In deze zaak heeft het gerechtshof 's-Hertogenbosch op 5 augustus 2015 uitspraak gedaan in hoger beroep tegen een vonnis van de politierechter in de rechtbank Zeeland-West-Brabant. De verdachte was eerder veroordeeld tot een werkstraf van 50 uren, subsidiair 25 dagen hechtenis, voor het subsidiair ten laste gelegde 'medeplegen van verduistering'. De verdachte heeft hoger beroep ingesteld tegen dit vonnis. Tijdens de zitting in hoger beroep heeft het hof de vordering van de advocaat-generaal gehoord, die vroeg om vernietiging van het eerdere vonnis en vrijspraak van de verdachte. De verdediging heeft eveneens gepleit voor vrijspraak.
Het hof heeft het beroep van de verdachte gegrond verklaard en het eerdere vonnis vernietigd. Het hof kwam tot de conclusie dat er onvoldoende bewijs was voor de ten laste gelegde verduistering. De verdachte en haar medeverdachten hadden in een restaurant in Goes gegeten en gedronken, maar het hof oordeelde dat er sprake was van een mondelinge koopovereenkomst, waardoor de eet- en drinkwaar aan hen was geleverd. De omstandigheid dat zij de rekening niet hadden betaald, was niet voldoende om te concluderen dat er sprake was van wederrechtelijke toe-eigening.
Daarom heeft het hof de verdachte vrijgesproken van zowel het primair als het subsidiair ten laste gelegde. De beslissing van het hof werd genomen in aanwezigheid van de griffier en is op 5 augustus 2015 openbaar uitgesproken. Het arrest is ondertekend door de voorzitter en de raadsheren, waarbij één raadsheer buiten staat was om te ondertekenen.

> Uit te voeren opdracht
Beantwoord op basis van de aangeleverde tekst over het hoger beroep:
(a) Tot welke straf had de politierechter de verdachte veroordeeld?
(b) In welke plaats lag het restaurant waar de verdachte en haar medeverdachten hadden gegeten en gedronken?
(c) Wie kon het arrest niet ondertekenen?

> Fragmenten uit gegevens
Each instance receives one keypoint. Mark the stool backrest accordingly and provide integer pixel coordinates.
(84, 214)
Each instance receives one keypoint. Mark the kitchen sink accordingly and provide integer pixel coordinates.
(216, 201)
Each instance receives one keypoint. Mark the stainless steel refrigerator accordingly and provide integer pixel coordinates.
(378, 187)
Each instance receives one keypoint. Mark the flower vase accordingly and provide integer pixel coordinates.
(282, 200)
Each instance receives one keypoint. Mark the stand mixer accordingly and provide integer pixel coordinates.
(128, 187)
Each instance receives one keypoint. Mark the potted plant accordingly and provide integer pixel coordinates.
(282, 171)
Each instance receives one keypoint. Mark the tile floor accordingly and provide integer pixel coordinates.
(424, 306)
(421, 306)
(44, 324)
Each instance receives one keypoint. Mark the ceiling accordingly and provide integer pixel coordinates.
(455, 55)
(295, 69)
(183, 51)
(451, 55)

==

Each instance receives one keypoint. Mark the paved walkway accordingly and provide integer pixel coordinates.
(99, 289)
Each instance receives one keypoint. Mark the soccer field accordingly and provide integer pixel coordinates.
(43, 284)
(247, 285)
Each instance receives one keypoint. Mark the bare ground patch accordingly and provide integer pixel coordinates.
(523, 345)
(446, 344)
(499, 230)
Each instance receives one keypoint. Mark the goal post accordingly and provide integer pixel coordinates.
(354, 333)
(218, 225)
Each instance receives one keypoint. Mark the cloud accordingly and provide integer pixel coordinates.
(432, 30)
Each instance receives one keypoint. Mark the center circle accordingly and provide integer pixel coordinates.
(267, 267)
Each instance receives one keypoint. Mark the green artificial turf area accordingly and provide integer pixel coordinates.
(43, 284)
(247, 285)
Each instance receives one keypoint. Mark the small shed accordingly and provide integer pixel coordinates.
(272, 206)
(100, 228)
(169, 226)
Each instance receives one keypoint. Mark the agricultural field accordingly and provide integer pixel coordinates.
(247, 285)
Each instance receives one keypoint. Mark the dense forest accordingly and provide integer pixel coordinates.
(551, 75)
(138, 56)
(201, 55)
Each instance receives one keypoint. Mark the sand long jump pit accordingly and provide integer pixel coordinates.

--

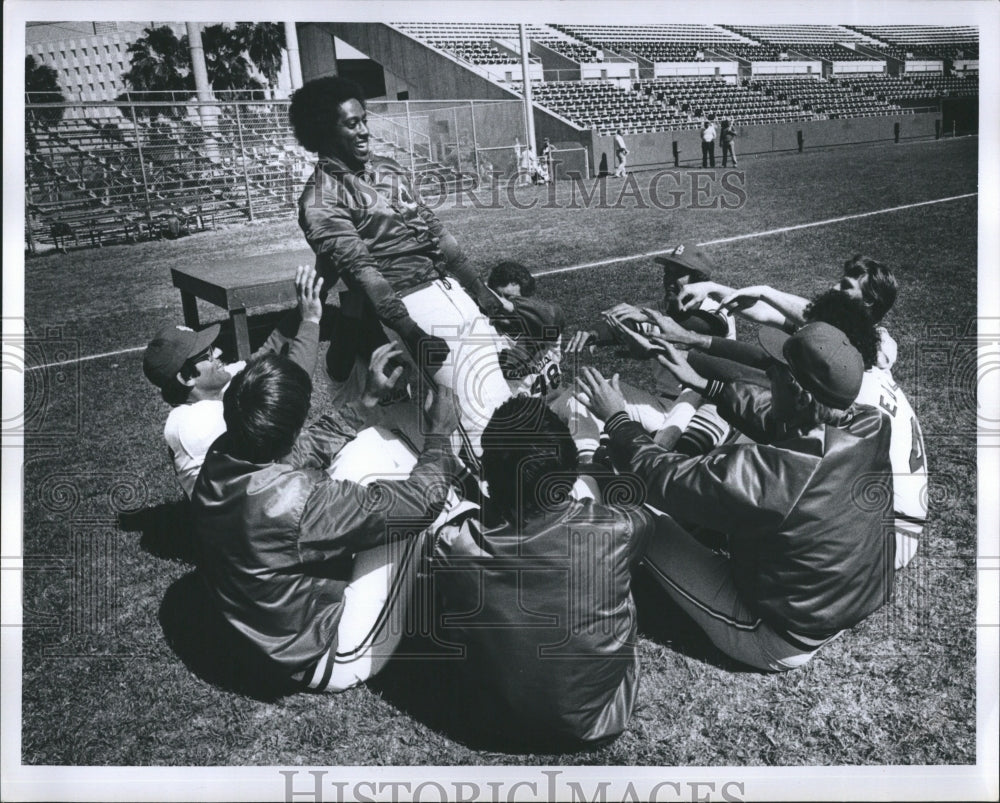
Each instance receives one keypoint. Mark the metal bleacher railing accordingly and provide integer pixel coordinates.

> Schriftelijk antwoord
(a) Een werkstraf van 50 uren, subsidiair 25 dagen hechtenis.
(b) In Goes.
(c) Eén raadsheer.